[Stored records]
<<<<

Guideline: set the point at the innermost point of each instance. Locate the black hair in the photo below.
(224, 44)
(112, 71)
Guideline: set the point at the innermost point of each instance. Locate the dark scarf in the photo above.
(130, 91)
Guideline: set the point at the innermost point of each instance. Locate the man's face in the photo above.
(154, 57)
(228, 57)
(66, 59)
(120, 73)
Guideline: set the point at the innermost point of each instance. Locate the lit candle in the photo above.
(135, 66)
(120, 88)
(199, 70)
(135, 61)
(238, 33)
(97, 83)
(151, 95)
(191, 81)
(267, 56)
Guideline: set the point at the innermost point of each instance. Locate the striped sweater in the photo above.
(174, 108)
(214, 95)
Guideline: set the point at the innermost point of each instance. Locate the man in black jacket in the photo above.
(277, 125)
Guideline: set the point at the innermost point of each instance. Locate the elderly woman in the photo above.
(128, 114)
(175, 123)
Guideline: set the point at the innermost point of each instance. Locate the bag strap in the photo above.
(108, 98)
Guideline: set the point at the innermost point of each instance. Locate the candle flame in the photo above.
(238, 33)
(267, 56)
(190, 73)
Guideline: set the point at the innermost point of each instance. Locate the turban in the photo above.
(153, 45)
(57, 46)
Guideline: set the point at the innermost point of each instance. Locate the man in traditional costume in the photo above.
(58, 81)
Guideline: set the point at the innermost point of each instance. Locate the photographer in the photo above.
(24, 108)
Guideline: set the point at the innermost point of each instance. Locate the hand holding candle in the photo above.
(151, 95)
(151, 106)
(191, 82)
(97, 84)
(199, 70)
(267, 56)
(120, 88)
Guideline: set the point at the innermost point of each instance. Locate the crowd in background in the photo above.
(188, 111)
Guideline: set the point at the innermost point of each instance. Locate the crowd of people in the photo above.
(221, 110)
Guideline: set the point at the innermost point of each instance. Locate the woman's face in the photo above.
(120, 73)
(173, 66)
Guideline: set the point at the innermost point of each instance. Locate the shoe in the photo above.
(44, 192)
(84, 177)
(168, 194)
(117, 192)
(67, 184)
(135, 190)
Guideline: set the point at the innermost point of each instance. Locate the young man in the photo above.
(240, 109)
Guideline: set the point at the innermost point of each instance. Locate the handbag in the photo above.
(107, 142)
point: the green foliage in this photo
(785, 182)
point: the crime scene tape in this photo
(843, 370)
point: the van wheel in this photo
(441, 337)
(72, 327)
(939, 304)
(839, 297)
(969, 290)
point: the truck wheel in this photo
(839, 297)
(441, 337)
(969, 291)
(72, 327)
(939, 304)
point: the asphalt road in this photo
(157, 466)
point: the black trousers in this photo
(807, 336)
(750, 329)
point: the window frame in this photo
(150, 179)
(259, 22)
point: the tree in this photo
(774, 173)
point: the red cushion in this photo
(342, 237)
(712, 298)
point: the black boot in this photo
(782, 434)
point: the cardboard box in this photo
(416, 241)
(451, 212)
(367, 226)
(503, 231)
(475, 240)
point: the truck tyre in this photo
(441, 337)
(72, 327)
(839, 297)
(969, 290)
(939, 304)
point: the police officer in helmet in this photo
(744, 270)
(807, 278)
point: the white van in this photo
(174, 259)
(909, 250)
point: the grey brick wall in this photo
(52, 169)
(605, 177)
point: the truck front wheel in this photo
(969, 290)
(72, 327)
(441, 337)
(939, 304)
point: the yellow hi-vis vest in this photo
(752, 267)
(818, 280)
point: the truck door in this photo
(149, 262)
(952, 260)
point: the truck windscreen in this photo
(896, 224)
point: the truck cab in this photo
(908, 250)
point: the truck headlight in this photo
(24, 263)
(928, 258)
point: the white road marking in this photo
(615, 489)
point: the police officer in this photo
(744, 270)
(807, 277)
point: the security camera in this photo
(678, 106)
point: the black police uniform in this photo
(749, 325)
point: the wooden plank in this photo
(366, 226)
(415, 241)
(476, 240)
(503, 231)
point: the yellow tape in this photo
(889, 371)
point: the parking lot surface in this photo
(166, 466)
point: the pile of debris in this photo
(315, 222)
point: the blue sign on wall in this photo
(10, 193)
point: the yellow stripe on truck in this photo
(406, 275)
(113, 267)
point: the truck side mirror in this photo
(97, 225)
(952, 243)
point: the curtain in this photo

>>>>

## WHAT THIS TASK INVOLVES
Copy all of the data exactly. Skip nothing.

## SOLVED PROBLEM
Guideline: set the point at the innermost point of each instance. Locate the black hair in the photo below.
(224, 44)
(112, 71)
Guideline: set the point at the innermost point of each instance. Locate the dark scarf in the photo above.
(130, 91)
Guideline: set the point at the innermost point of each instance. Locate the man's face in the photo above.
(154, 57)
(228, 57)
(66, 59)
(120, 73)
Guideline: set the point at the innermost point of each instance. Locate the lit candle in the photo above.
(135, 66)
(120, 88)
(199, 70)
(135, 61)
(238, 33)
(97, 83)
(151, 95)
(191, 81)
(267, 56)
Guideline: set the point at the innermost point of each instance. Locate the striped sweater in the photo above.
(174, 108)
(214, 95)
Guideline: set the point at the innermost point of each instance. Locate the man in black jacket in the photo above.
(277, 125)
Guideline: set the point at the innermost point of each instance. Locate the elderly woman in the photo above.
(128, 114)
(175, 123)
Guideline: set the point at the innermost point of each instance. Locate the bag strap in the photo above.
(108, 98)
Guideline: set the point at the innermost point of each instance. Locate the candle flame in the photo above.
(238, 33)
(267, 56)
(190, 73)
Guideline: set the point at the innermost point of each instance. Locate the turban in the photo above.
(153, 45)
(57, 46)
Guideline: set the point at the innermost point of each instance. Locate the man in traditional costume in the photo above.
(58, 81)
Guideline: set the point at the innermost point of each instance. Locate the photographer in the photo above.
(24, 108)
Guideline: set the point at the innermost point of each instance. Locate the hand holding candle in the photo above.
(151, 95)
(151, 106)
(191, 82)
(97, 84)
(199, 70)
(267, 56)
(120, 88)
Guideline: set the point at the innermost point of each instance. Locate the crowd in background in the photo above.
(188, 111)
Guideline: set the point at the innermost point of each instance. Locate the crowd of people in the photo above.
(221, 110)
Guideline: set the point at the innermost point of each instance. Locate the woman's face in the photo above.
(120, 73)
(173, 66)
Guideline: set the point at the innermost point of each instance. Locate the shoe in the photo above.
(44, 192)
(84, 177)
(168, 194)
(117, 192)
(67, 184)
(135, 190)
Guideline: set the point at the innermost point of each instance. Locate the young man in the photo above.
(240, 109)
Guideline: set the point at the innermost point of each instance. Locate the handbag in the photo above.
(107, 142)
point: the green foliage in this photo
(785, 182)
point: the crime scene tape in this photo
(843, 370)
point: the van wheel in this photo
(441, 337)
(72, 327)
(939, 304)
(839, 297)
(969, 290)
point: the truck wheel in this photo
(839, 297)
(441, 337)
(969, 291)
(72, 327)
(939, 304)
point: the asphalt road in this photo
(157, 466)
point: the black trousers in this photo
(807, 336)
(750, 329)
point: the window frame in this photo
(150, 179)
(259, 22)
point: the tree in this photo
(774, 173)
point: the red cushion in this photo
(342, 237)
(712, 298)
point: the black boot in this photo
(782, 434)
point: the cardboard box in this photo
(416, 241)
(451, 212)
(367, 226)
(503, 231)
(475, 240)
point: the truck tyre in this photo
(441, 337)
(72, 327)
(839, 297)
(969, 290)
(939, 304)
point: the police officer in helmet in this photo
(744, 270)
(807, 278)
point: the white van in this photo
(174, 259)
(909, 250)
point: the grey brick wall in this photo
(52, 169)
(605, 177)
point: the truck front wheel in this photo
(969, 290)
(72, 327)
(441, 337)
(939, 304)
point: the yellow hi-vis vest in this photo
(752, 267)
(818, 280)
point: the truck door in this photo
(149, 262)
(952, 260)
point: the truck windscreen in this photo
(896, 224)
point: the truck cab in this photo
(908, 250)
point: the truck headlight in this photo
(24, 263)
(928, 258)
point: the white road marking in this photo
(615, 489)
point: the police officer in this photo
(744, 270)
(807, 277)
point: the security camera in this photo
(678, 106)
point: the black police uniform in this photo
(749, 325)
point: the wooden plank in this photo
(366, 226)
(415, 241)
(476, 240)
(503, 231)
point: the yellow tape in this photo
(889, 371)
point: the parking lot surface in this photo
(166, 466)
point: the pile of debris in this photo
(315, 222)
point: the blue sign on wall in this photo
(10, 193)
point: the yellow stripe on truck in this photo
(406, 275)
(113, 267)
point: the truck side mirror in this photo
(97, 225)
(952, 243)
point: the curtain in this photo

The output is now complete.